**Aim of the task:**
Write out the material below word for word, omitting the pictures.

**Input material:**
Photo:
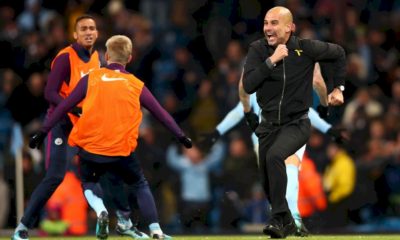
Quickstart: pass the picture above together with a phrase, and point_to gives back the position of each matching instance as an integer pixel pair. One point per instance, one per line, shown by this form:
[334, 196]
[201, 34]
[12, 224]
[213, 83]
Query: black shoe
[290, 228]
[102, 226]
[274, 229]
[20, 235]
[302, 231]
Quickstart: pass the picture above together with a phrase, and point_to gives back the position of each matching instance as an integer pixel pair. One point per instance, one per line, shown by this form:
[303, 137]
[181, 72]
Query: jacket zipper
[283, 92]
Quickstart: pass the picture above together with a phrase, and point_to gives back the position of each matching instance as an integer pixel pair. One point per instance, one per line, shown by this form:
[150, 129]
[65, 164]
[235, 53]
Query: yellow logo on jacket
[298, 51]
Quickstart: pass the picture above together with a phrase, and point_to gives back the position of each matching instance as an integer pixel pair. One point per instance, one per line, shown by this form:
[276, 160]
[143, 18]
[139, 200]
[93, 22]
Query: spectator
[195, 196]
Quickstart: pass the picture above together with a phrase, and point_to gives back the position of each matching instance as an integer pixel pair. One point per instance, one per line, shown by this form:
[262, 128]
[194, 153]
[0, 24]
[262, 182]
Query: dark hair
[80, 18]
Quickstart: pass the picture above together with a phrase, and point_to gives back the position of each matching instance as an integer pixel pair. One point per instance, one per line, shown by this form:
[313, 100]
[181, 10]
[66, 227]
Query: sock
[292, 192]
[95, 202]
[146, 204]
[155, 228]
[123, 220]
[21, 227]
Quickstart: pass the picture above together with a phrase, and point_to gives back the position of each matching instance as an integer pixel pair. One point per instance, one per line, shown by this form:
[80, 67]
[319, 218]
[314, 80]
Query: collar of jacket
[291, 44]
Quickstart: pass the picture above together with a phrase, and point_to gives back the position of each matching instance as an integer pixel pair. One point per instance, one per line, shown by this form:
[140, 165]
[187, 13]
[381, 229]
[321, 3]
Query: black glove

**Written answer:**
Photo:
Quickstart: pass the picture above together with a phrase, and point_to gives back the position of each matching instance as an integer pixel pair. One point per instance, one per line, shown by this form:
[334, 196]
[201, 34]
[12, 224]
[213, 83]
Query: black shoe
[290, 228]
[102, 226]
[274, 229]
[20, 235]
[302, 231]
Quickstart: pass the picture above together with a phrase, and point_to gives back the position of each matching instance as an integer pixel pair. One point per instance, one per line, shown by this form:
[303, 137]
[181, 72]
Query: jacket zipper
[283, 92]
Quickstart: pass the picture above together with a phrase, and point_to gives back the position of each matching instance as an integer pixel pair. One point per instance, one per line, shown by this form:
[150, 129]
[65, 164]
[235, 53]
Query: yellow logo on jacket
[298, 51]
Quickstart: pass the picture above together with a phrase, and point_to gives back the position of each matching instance as an integer pixel pair. One point per instance, one per line, shown by this form:
[276, 160]
[143, 18]
[139, 200]
[93, 22]
Query: spectator
[195, 196]
Quickstart: pass the picture above together with a phrase, and point_to gives back the position of each matching instance as an integer pixel pair. One point per instance, one per line, shown by this form:
[262, 128]
[194, 153]
[0, 24]
[262, 182]
Query: dark hair
[80, 18]
Quickstart: pass the picture above together with a phrase, and point_to gives back the position of each matching instance as an integer pixel pair. One point per instance, one per line, shown by this form:
[313, 100]
[181, 10]
[66, 227]
Query: sock
[292, 192]
[95, 202]
[146, 204]
[155, 228]
[123, 220]
[21, 227]
Quickstart: pass the picture above together with a phrase, and point_to gives back the position of each matching instance as an integer pixel pair. One point per instance, one per line, shown by this form:
[80, 67]
[319, 218]
[314, 80]
Query: collar of jacket
[291, 44]
Quickstart: pass the picture above together with a phrase, and point_to gives back the position of each matching instance as an integer pixel pair. One point per instance, one per line, shown by this form:
[140, 165]
[187, 13]
[381, 229]
[321, 3]
Query: black glove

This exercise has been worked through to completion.